Incidentally, anybody can post messages. I’m never sure if messages denying the very real threat posed by Islam’s most radical devotees are posted by closet Muslims doing their bit for Allah, or posted by naive do-gooders who will be the first “unbelievers” sent to the wall after the
promised worldwide caliphate is established?
The following excerpt from the Robert Spencer article makes me wonder why Muslims are not told to avoid contact with the “vilest of created beings” by simply emigrating to a Muslim country.
“ . . . in the service of a supremacist ideology that emanates from the Qur’anic assertions that Muslims are the “best of people” (3:110) while unbelievers are the “vilest of created beings” (98:6). Unbelievers are unclean (9:28) – which leads to the conclusion, reasonable to the pious, that Muslims should be chary of contact with them.”
The MSA: Segregation Not Integration
By Robert Spencer
FrontPageMagazine.com | Friday, February 29, 2008
Muslim students at Australian universities have demanded that class schedules be changed to
work around their prayer times, and that male and female students be provided with separate
cafeterias and recreational areas.
This is in line with similar initiatives in the United States, where the Muslim Students
Association carries, on the “Muslim Accommodations Task Force” page of its website, pdfs of
pamphlets entitled “How to Achieve Islamic Holidays on Campus,” “How to Establish a Prayer
Room on Campus,” and “How to Achieve Halal Food on Campus.”
The MSA directs Muslim students to present these demands in the context of multiculturalism
and civil rights. “Most campuses,” explains the publication on getting recognition of Islamic
holy “include respecting diversity as a part of their mission statement. They consider enrollment
of diverse students an asset to the community, as they enhance the classroom learning
experience and enrich student life. Try to find these statements specific to your campus, and
explain that recognition of Islamic holidays would serve as a practical example of upholding
these ideals.”
Such recognition would also serve to right wrongs done to Muslims on campus: “If any cases of
bias against Muslims took place on campus in the recent past, present the proposal as an
opportunity to foster cooperation and increase understanding.” It would be a simple matter of
civil rights: “Additionally, if special holiday recognition is being offered to other faith
communities (Jewish, Catholic, Protestant), Muslims have strong grounds to make a petition for
equal consideration of their holiday requirements.”

» INSTRUCTION 1: On what date did the article in the text appear on FrontPageMagazine.com?
The text and the entries are independent of each other.

» EXTRACTED DATA:

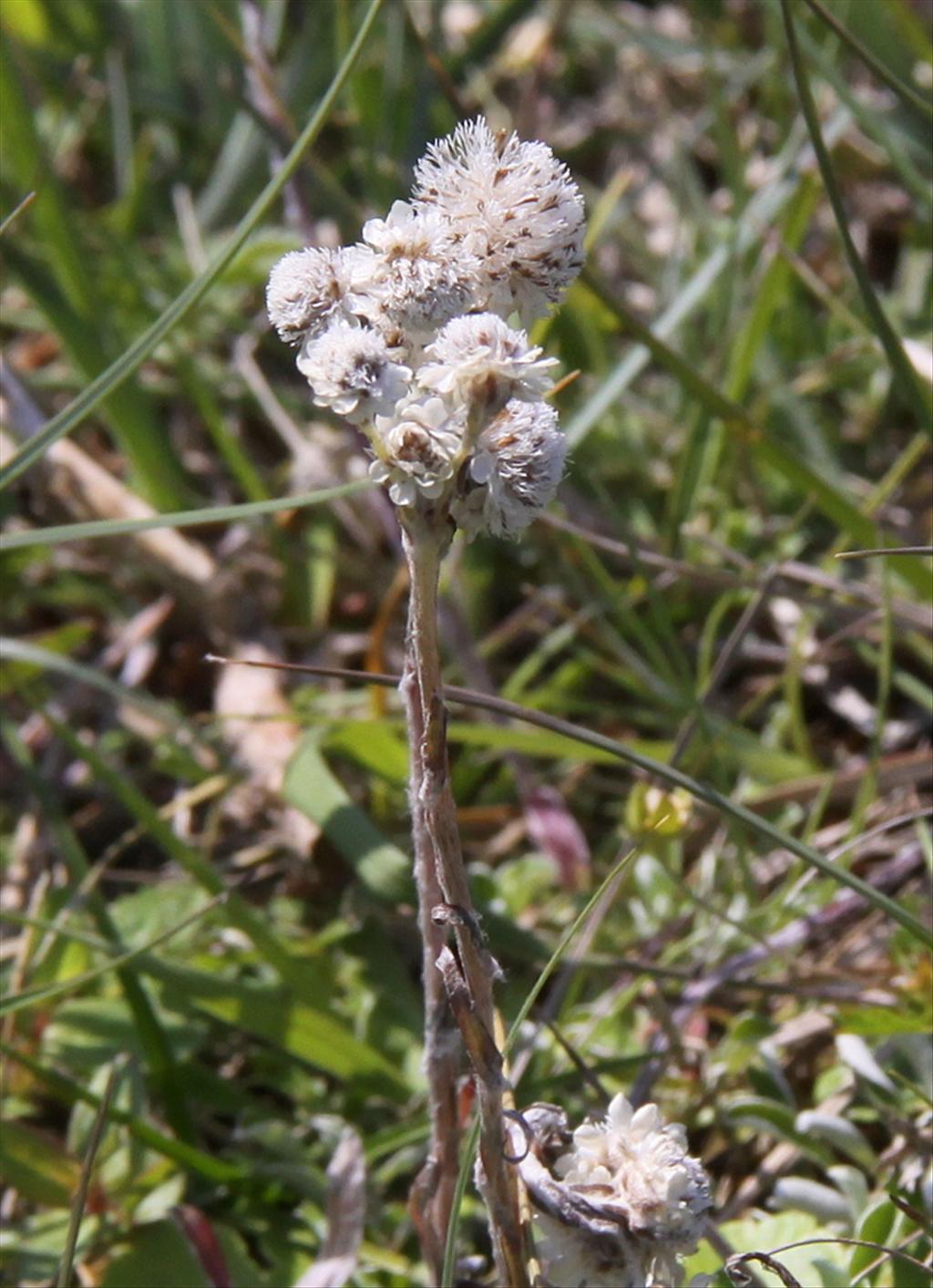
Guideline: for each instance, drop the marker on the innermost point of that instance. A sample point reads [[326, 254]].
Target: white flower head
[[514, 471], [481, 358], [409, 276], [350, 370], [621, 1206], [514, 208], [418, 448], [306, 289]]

---

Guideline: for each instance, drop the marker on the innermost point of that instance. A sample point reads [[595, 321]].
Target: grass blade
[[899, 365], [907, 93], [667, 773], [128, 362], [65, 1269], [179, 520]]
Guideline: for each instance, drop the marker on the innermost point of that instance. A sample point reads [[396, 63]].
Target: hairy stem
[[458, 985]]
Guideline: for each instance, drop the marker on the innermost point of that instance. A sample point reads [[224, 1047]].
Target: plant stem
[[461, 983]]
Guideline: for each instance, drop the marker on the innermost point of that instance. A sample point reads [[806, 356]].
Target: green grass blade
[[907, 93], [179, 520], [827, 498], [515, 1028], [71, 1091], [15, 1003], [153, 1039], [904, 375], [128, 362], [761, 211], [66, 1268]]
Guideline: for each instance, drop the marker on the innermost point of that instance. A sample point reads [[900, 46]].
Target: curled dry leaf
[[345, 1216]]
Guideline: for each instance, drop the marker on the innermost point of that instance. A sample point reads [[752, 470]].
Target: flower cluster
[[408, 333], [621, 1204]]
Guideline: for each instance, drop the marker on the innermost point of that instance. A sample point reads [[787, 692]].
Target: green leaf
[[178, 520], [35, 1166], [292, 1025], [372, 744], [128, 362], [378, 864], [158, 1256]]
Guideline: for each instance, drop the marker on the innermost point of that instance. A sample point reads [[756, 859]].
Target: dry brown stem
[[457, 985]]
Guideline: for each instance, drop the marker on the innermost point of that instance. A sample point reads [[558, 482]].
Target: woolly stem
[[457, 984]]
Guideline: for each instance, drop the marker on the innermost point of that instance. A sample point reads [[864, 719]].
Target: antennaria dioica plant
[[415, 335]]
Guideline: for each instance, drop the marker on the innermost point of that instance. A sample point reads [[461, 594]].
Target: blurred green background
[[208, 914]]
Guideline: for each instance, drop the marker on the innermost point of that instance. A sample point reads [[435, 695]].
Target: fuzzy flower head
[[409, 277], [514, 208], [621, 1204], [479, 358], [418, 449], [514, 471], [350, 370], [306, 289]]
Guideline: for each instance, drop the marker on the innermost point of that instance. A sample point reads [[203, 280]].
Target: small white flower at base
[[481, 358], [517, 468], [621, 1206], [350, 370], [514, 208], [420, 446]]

» INSTRUCTION 2: Rewrite the entries from the line containing "reads [[787, 692]]." down to the line containing "864], [158, 1256]]", both included. Adjust every answer coordinate by -128, and leave everything else unchanged.

» COMPLETE RESPONSE 1: Friday, February 29, 2008.

» COMPLETE RESPONSE 2:
Guideline: for each instance, drop the marker on the innermost point of that instance. A sample point reads [[787, 692]].
Target: green leaf
[[50, 392], [-93, 1038], [164, 897], [244, 616], [0, 234], [250, 736], [30, 1128]]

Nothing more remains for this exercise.